Last words of Jacques de Molay: “I confess that I am indeed guilty of the greatest infamy. But the infamy is that I lied. I lied by admitting to disgusting charges laid against my Order. I declare that the Order is innocent. Its purity and saintliness have never been defiled. In truth, I have testified otherwise, but I did so from fear of horrible tortures.”
Adam of Murimouth and Christian Spinoza vouched for the Templars’ innocence and we have verbatim accounts of the court cases.
Baptised and confirmed Catholics, the Templars took vows of poverty, chastity and obedience and accepted further rules of restriction of aceticism that was not required of other monks. They honoured the Cistercian monastic rule from their founder St Bernard (which can be read online). They were monks and very few were priests, so therefore they had no initiation beyond the ordinary baptism, communion and confirmation rites. When they joined the Order, they gave up their ancestral lands, often placing female relatives in convents. Templars, like all monks, attended daily mass - a public event - and there they recited The Apostles Creed (which can be read online), so we know what these men of integrity believed without doubt. They heard the old and New Testament readings and exegesis, they gave public confessions where they would be humiliated for the least personal sins, and they received holy communion, wine and unleavened bread, celebrated in remembrance of the last supper before Jesus was betrayed, judged, tortured and crucified. They kept the canonical hours with prayer 8 times throughout day and night.

□ □ □ □ □

▶ _TASKS TO CARRY OUT_
1: Answer these questions from the text on the Templars:
(a) What reason does Jacques de Molay give for having testified against his Order?
(b) Who vouched for the Templars' innocence?
(c) How many times throughout day and night did the Templars pray when keeping the canonical hours?
2: Reproduce the stretch of the text on the Templars from "Last words of" through "the court cases.".

□ □ □ □ □

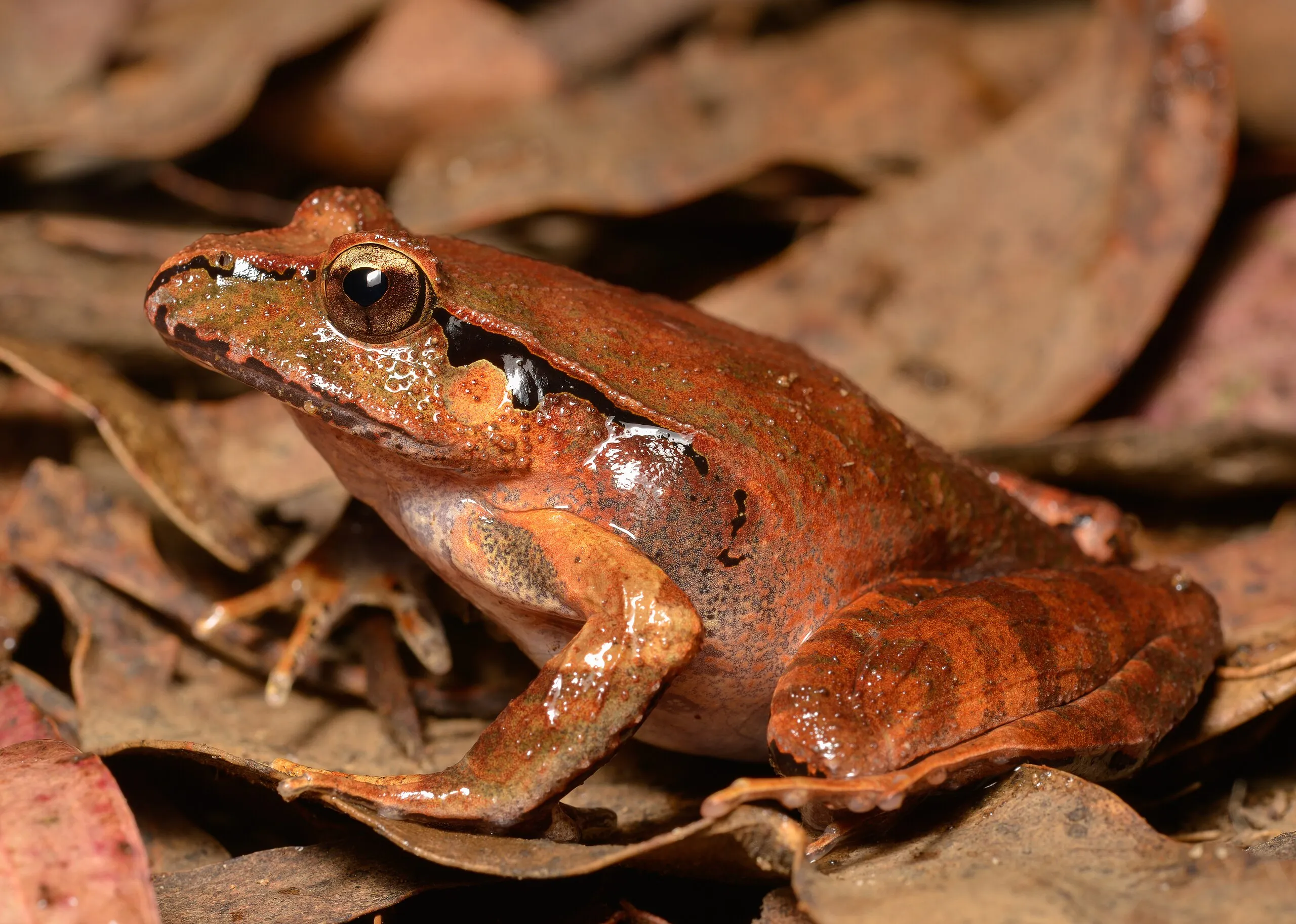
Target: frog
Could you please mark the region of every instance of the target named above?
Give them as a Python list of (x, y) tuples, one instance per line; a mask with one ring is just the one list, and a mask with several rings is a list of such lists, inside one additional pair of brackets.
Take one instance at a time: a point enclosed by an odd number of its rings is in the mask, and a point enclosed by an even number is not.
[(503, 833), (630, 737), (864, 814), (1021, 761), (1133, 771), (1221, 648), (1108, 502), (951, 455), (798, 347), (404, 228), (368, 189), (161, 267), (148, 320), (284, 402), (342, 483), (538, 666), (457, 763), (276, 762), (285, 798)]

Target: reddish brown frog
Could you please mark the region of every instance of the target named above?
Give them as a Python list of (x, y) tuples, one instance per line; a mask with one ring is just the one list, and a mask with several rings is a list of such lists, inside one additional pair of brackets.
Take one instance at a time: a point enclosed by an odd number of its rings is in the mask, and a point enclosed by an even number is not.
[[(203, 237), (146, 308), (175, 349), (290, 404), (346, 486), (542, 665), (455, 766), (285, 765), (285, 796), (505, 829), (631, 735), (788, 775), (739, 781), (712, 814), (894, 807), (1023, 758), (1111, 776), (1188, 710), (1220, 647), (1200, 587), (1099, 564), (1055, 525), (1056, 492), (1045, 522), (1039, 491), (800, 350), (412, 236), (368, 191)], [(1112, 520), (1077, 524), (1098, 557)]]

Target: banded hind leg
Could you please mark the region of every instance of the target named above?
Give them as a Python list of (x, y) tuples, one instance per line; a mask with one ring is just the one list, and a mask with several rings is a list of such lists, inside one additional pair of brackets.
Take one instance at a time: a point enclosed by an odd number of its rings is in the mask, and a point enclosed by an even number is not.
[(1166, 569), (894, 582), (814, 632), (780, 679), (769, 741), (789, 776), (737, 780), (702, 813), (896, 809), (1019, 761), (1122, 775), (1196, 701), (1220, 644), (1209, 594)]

□ □ □ □ □

▶ _TASK ANSWERS_
1:
(a) He did so from fear of horrible tortures.
(b) Adam of Murimouth and Christian Spinoza.
(c) 8 times.

2:
Last words of Jacques de Molay: “I confess that I am indeed guilty of the greatest infamy. But the infamy is that I lied. I lied by admitting to disgusting charges laid against my Order. I declare that the Order is innocent. Its purity and saintliness have never been defiled. In truth, I have testified otherwise, but I did so from fear of horrible tortures.”
Adam of Murimouth and Christian Spinoza vouched for the Templars’ innocence and we have verbatim accounts of the court cases.